→ Work required
From the records below, copy the lines that include "window".

Stored data entries
━━━━━━
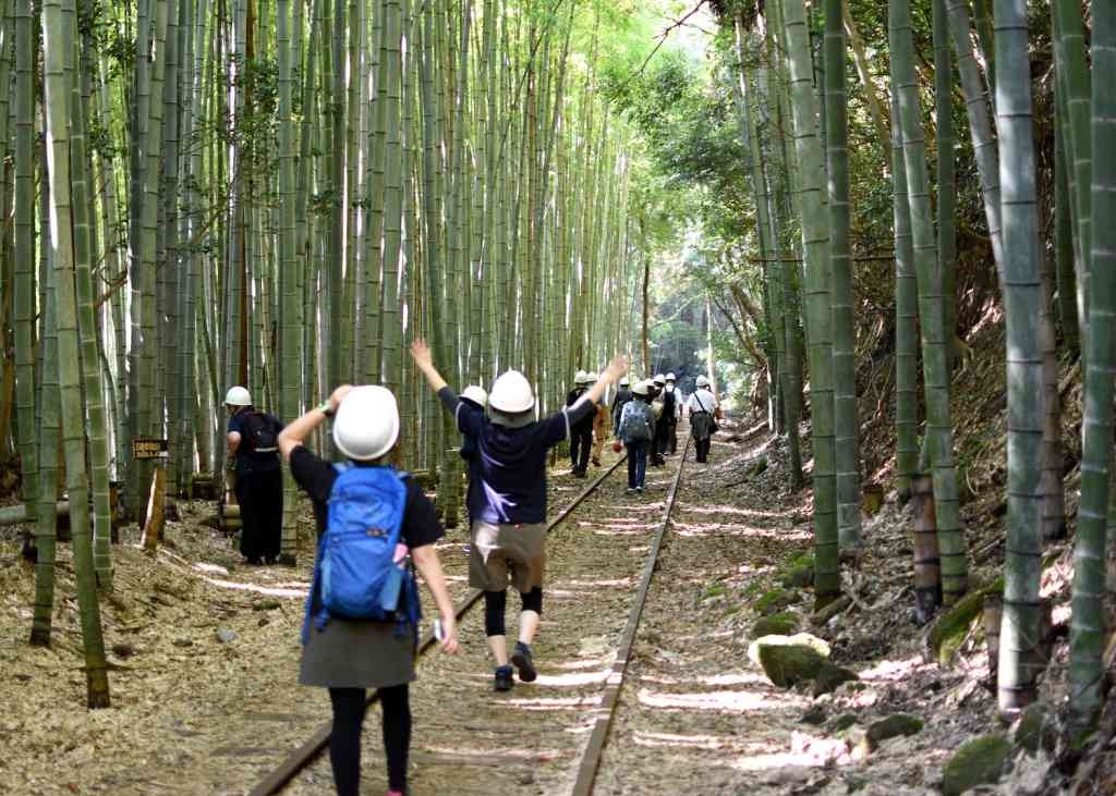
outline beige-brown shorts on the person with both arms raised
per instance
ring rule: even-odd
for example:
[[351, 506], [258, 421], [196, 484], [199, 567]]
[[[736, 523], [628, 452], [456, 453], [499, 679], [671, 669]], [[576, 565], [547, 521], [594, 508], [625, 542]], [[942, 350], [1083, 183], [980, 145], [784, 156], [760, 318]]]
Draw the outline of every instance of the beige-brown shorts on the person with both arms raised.
[[472, 537], [469, 585], [473, 589], [502, 592], [509, 580], [520, 592], [542, 586], [547, 564], [546, 523], [496, 525], [477, 520]]

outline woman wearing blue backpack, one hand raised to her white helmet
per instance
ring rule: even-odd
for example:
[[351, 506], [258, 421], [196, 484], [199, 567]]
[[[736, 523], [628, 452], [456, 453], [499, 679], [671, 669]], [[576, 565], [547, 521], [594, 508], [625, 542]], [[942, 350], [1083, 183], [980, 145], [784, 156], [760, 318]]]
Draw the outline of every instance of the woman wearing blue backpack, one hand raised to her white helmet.
[[[334, 444], [348, 460], [330, 465], [302, 440], [335, 415]], [[339, 796], [359, 793], [367, 688], [376, 689], [383, 708], [388, 796], [407, 789], [407, 683], [415, 679], [419, 639], [419, 590], [408, 554], [437, 604], [442, 650], [458, 651], [453, 603], [434, 550], [445, 532], [419, 485], [386, 464], [398, 434], [391, 390], [345, 385], [279, 435], [279, 450], [314, 502], [320, 537], [298, 681], [329, 689], [329, 761]]]

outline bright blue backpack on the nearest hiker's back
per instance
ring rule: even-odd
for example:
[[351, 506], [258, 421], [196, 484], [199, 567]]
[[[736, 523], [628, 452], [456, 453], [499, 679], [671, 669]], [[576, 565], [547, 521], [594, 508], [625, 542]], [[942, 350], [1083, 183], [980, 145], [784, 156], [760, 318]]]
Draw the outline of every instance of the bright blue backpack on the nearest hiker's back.
[[[314, 585], [306, 601], [302, 643], [310, 620], [318, 630], [333, 617], [396, 622], [402, 635], [417, 632], [420, 606], [414, 571], [396, 559], [406, 509], [405, 475], [394, 467], [334, 465], [326, 532], [318, 542]], [[314, 595], [321, 603], [314, 613]], [[311, 617], [312, 614], [312, 617]]]

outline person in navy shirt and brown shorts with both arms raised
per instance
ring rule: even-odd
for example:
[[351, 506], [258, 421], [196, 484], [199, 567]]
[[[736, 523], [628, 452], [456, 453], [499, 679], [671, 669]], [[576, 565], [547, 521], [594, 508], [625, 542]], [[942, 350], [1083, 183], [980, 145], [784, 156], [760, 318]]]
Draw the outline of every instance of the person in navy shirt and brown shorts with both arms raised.
[[547, 452], [568, 436], [570, 427], [591, 417], [605, 387], [623, 376], [627, 365], [617, 357], [574, 406], [536, 421], [535, 396], [522, 373], [509, 370], [493, 382], [485, 417], [446, 386], [424, 340], [411, 343], [411, 356], [456, 419], [458, 428], [480, 450], [477, 460], [483, 503], [472, 523], [469, 584], [484, 592], [484, 634], [496, 660], [493, 688], [507, 691], [512, 687], [504, 625], [509, 581], [522, 601], [511, 663], [523, 682], [537, 677], [531, 641], [542, 613]]

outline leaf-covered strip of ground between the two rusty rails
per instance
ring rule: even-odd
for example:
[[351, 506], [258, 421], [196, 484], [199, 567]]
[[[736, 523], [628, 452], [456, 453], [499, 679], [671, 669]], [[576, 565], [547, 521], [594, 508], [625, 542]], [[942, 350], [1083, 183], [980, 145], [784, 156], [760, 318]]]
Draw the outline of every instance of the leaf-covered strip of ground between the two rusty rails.
[[[510, 693], [492, 691], [480, 611], [462, 624], [461, 656], [435, 654], [421, 663], [412, 690], [413, 794], [566, 789], [677, 462], [675, 456], [666, 467], [652, 469], [642, 497], [625, 495], [622, 465], [551, 535], [542, 624], [533, 644], [536, 682], [517, 682]], [[509, 633], [514, 632], [516, 609], [518, 599], [509, 595]], [[364, 789], [377, 793], [386, 771], [375, 710], [365, 724], [363, 767]], [[330, 789], [323, 758], [289, 793]]]

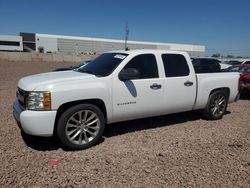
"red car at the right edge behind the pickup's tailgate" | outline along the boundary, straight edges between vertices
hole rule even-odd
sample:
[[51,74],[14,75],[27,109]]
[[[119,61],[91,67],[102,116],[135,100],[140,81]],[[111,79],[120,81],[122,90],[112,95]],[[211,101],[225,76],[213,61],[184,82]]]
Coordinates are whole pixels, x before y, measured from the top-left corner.
[[225,72],[239,72],[240,73],[240,91],[250,90],[250,64],[241,64],[230,66],[224,70]]

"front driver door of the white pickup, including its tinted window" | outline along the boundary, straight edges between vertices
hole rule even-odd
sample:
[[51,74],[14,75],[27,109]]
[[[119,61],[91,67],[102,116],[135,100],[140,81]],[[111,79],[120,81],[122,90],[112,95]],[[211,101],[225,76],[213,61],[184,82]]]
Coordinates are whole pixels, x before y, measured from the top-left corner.
[[163,110],[163,80],[154,54],[132,58],[123,69],[135,68],[138,79],[113,79],[113,122],[159,115]]

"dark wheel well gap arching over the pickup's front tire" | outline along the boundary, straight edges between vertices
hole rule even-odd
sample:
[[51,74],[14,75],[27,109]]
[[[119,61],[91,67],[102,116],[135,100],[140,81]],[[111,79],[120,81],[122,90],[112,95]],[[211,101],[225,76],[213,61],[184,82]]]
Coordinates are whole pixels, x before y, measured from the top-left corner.
[[59,120],[60,116],[62,115],[62,113],[65,112],[67,109],[71,108],[72,106],[75,106],[78,104],[83,104],[83,103],[93,104],[93,105],[97,106],[98,108],[100,108],[100,110],[102,111],[102,113],[104,115],[105,121],[107,120],[106,106],[101,99],[86,99],[86,100],[67,102],[67,103],[62,104],[57,110],[56,119],[55,119],[55,123],[54,123],[54,131],[53,131],[54,135],[56,134],[58,120]]

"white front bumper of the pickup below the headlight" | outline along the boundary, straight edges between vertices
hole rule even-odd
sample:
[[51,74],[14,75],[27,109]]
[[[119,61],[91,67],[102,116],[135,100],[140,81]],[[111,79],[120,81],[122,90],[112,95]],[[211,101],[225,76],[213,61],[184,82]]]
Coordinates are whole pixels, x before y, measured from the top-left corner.
[[26,134],[45,137],[53,135],[56,111],[23,110],[16,100],[13,103],[13,115]]

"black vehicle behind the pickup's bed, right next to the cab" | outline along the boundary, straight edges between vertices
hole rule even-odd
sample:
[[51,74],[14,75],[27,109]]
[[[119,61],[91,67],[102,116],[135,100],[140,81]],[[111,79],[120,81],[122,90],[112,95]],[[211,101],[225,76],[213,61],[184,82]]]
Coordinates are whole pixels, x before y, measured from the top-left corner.
[[213,58],[191,58],[196,73],[221,72],[221,61]]

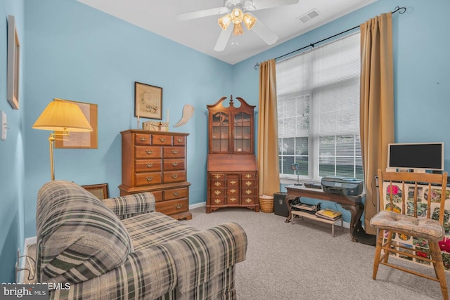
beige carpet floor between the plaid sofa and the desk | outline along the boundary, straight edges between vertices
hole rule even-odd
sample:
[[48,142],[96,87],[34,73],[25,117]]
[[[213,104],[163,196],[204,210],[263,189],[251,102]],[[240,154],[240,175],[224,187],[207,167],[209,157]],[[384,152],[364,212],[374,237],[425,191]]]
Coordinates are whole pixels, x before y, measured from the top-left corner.
[[[372,279],[375,247],[352,242],[349,230],[314,220],[285,223],[285,217],[245,208],[191,209],[185,221],[199,229],[235,221],[248,235],[247,259],[236,265],[238,299],[442,299],[439,282],[378,269]],[[405,264],[399,259],[402,266]],[[433,268],[413,264],[434,276]],[[450,274],[446,273],[450,287]]]

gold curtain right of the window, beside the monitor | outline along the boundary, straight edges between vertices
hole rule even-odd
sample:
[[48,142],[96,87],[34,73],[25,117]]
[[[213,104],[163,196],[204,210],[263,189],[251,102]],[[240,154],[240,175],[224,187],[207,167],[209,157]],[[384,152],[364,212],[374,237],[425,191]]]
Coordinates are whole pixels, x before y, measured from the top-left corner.
[[361,30],[361,154],[366,183],[364,223],[377,213],[375,176],[387,166],[387,144],[394,143],[394,67],[392,13],[383,13],[360,25]]

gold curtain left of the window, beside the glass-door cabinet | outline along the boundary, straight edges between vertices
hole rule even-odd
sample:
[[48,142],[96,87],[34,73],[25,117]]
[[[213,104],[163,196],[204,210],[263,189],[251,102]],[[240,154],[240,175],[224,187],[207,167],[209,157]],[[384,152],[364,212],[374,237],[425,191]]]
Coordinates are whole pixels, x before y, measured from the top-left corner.
[[275,60],[273,59],[259,66],[257,149],[259,195],[274,195],[280,190],[280,169],[278,167]]

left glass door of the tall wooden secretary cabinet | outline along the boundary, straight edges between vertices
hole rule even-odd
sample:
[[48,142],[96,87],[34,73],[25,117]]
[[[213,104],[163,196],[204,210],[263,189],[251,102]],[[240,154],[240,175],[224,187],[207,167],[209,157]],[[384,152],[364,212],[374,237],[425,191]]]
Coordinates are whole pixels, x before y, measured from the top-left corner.
[[229,152],[229,115],[217,112],[212,115],[212,152]]

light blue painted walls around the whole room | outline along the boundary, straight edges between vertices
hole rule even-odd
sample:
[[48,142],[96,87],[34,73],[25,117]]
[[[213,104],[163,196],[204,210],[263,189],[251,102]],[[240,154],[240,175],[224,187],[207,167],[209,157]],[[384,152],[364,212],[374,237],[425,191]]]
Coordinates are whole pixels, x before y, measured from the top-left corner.
[[[410,0],[408,12],[393,16],[394,103],[397,142],[443,141],[450,166],[450,2]],[[253,58],[228,65],[75,0],[0,0],[0,39],[6,16],[15,15],[21,38],[20,110],[6,102],[0,77],[0,109],[8,114],[8,140],[0,141],[0,282],[14,280],[15,250],[36,234],[39,187],[49,181],[49,131],[31,126],[53,98],[98,104],[98,149],[55,150],[57,179],[79,184],[108,183],[119,195],[120,131],[136,128],[134,81],[163,88],[163,112],[173,125],[184,104],[195,116],[179,129],[188,136],[191,203],[206,200],[206,105],[221,96],[243,97],[258,105],[255,63],[275,58],[403,6],[378,0],[370,6],[286,41]],[[439,9],[436,9],[439,8]],[[26,51],[25,51],[26,41]],[[0,70],[6,74],[6,45],[0,44]],[[25,158],[24,158],[25,157]],[[25,207],[25,209],[24,209]],[[25,214],[25,216],[24,216]],[[349,215],[345,215],[346,221]]]

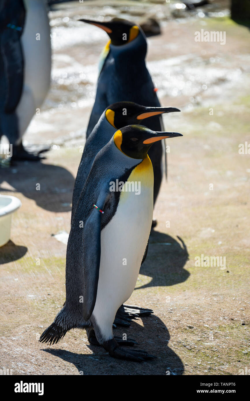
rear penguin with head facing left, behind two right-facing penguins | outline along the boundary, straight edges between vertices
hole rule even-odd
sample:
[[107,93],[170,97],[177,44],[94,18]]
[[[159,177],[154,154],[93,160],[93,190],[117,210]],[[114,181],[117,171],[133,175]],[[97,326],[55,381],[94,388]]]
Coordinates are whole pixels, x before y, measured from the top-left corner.
[[[144,106],[159,107],[156,88],[146,68],[146,36],[140,26],[128,20],[114,18],[109,22],[81,19],[102,28],[110,36],[101,55],[96,100],[87,127],[87,138],[97,124],[104,109],[118,101],[133,101]],[[163,130],[161,115],[154,115],[145,122],[154,131]],[[162,180],[162,144],[157,142],[149,150],[154,170],[154,203]],[[165,152],[165,161],[166,161]],[[167,163],[166,176],[167,176]],[[152,227],[156,225],[153,222]]]

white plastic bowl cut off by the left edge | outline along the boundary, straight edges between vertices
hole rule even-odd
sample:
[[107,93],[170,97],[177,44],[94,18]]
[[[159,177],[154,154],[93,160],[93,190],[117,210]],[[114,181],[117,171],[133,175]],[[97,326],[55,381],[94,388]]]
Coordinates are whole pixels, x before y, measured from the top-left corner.
[[0,247],[9,241],[11,216],[21,205],[15,196],[0,195]]

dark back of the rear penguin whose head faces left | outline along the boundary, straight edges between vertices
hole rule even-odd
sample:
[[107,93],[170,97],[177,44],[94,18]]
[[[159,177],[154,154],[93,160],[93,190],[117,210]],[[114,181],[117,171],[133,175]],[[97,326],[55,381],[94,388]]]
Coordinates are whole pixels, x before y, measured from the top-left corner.
[[[119,48],[119,49],[118,49]],[[159,107],[151,76],[146,68],[146,38],[142,31],[131,43],[110,45],[110,51],[102,67],[96,100],[87,127],[88,137],[104,109],[118,101],[133,101],[144,106]],[[162,128],[161,116],[145,120],[144,125],[154,131]]]

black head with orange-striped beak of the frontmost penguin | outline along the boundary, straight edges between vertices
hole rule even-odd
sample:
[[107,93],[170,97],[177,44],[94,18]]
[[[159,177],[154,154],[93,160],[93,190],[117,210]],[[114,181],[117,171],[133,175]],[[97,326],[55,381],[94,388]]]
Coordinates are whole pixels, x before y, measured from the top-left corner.
[[124,154],[134,159],[144,159],[154,142],[164,138],[182,136],[179,132],[156,132],[140,125],[130,125],[121,128],[114,134],[116,147]]

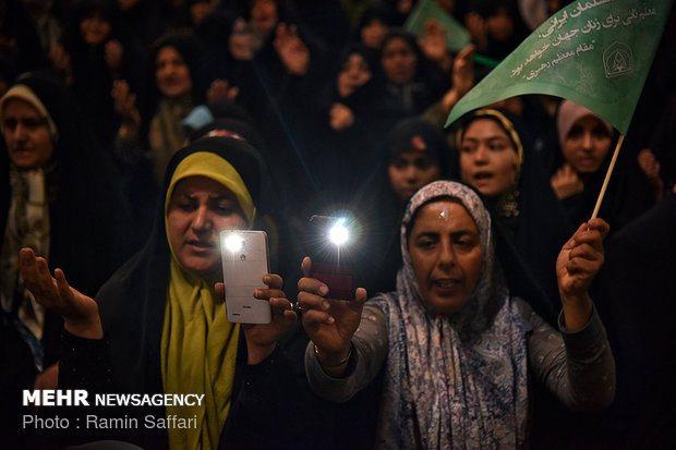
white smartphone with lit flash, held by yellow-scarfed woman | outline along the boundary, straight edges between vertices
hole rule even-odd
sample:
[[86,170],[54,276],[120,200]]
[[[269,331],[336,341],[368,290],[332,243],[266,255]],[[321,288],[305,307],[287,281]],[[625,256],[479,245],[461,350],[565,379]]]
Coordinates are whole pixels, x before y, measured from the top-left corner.
[[267,289],[263,283],[263,276],[269,272],[265,231],[225,230],[220,233],[220,248],[228,320],[273,321],[269,302],[253,296],[254,289]]

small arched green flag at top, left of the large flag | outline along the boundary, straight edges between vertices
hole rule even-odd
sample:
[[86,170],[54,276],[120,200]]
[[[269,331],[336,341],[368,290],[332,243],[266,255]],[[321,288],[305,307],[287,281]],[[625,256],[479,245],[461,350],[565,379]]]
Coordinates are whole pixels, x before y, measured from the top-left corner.
[[446,45],[450,51],[460,51],[470,44],[470,34],[434,0],[423,0],[411,11],[403,28],[422,38],[425,23],[434,19],[446,31]]

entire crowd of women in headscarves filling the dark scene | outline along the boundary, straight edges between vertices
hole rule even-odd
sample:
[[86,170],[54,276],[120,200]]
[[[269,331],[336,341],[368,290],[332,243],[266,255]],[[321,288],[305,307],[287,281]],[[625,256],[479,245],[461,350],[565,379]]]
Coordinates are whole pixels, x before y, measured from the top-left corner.
[[[676,443],[674,13],[591,219],[618,137],[602,117],[531,95],[443,126],[491,69],[474,56],[505,58],[564,4],[436,2],[471,45],[450,51],[434,21],[406,31],[415,1],[0,8],[9,445]],[[311,275],[315,214],[351,226],[351,300]],[[270,324],[226,317],[226,229],[268,235],[252,295]],[[57,388],[204,402],[22,405]]]

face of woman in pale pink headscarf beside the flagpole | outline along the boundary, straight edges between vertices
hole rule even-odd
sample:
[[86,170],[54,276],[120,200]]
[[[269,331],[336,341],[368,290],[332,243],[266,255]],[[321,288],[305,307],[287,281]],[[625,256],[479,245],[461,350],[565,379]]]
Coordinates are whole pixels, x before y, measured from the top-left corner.
[[594,173],[611,149],[611,135],[599,118],[586,115],[568,132],[564,158],[578,173]]

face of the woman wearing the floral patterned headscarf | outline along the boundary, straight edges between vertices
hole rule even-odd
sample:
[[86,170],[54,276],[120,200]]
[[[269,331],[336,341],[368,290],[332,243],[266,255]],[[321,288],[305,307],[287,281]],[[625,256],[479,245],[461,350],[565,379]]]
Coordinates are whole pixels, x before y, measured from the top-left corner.
[[481,273],[481,236],[464,206],[439,200],[418,211],[409,255],[420,293],[439,314],[461,311]]

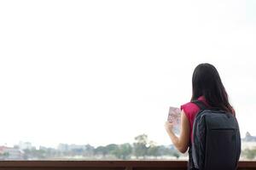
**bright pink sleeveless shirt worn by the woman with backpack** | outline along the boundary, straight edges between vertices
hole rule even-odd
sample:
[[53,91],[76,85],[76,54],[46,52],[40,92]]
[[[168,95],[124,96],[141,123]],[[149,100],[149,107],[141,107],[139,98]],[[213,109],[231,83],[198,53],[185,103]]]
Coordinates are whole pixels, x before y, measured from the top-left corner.
[[[204,102],[207,105],[207,101],[204,96],[199,97],[198,100]],[[190,124],[189,134],[190,134],[190,141],[192,141],[193,123],[194,123],[196,114],[198,113],[198,111],[200,111],[200,108],[192,102],[181,105],[180,108],[181,110],[184,111],[185,115],[189,119],[189,124]]]

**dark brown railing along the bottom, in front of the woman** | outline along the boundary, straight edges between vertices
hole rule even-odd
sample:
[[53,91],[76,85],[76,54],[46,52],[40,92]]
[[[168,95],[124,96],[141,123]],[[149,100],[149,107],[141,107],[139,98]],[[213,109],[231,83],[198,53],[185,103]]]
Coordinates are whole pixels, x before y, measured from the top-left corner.
[[[187,161],[0,161],[0,170],[186,170]],[[256,169],[240,161],[239,170]]]

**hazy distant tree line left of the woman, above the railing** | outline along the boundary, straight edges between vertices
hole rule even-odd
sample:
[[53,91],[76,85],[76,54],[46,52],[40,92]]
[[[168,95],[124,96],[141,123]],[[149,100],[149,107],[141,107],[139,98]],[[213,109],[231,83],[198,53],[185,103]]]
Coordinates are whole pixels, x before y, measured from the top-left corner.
━━━━━━
→ Written reply
"front driver door of the white pickup, including its tinted window" | outline along the boundary, straight edges between vertices
gold curtain right of the window, beside the monitor | outline along the boundary, straight edges between vertices
gold curtain left of the window, beside the glass-door cabinet | outline along the boundary, straight edges between vertices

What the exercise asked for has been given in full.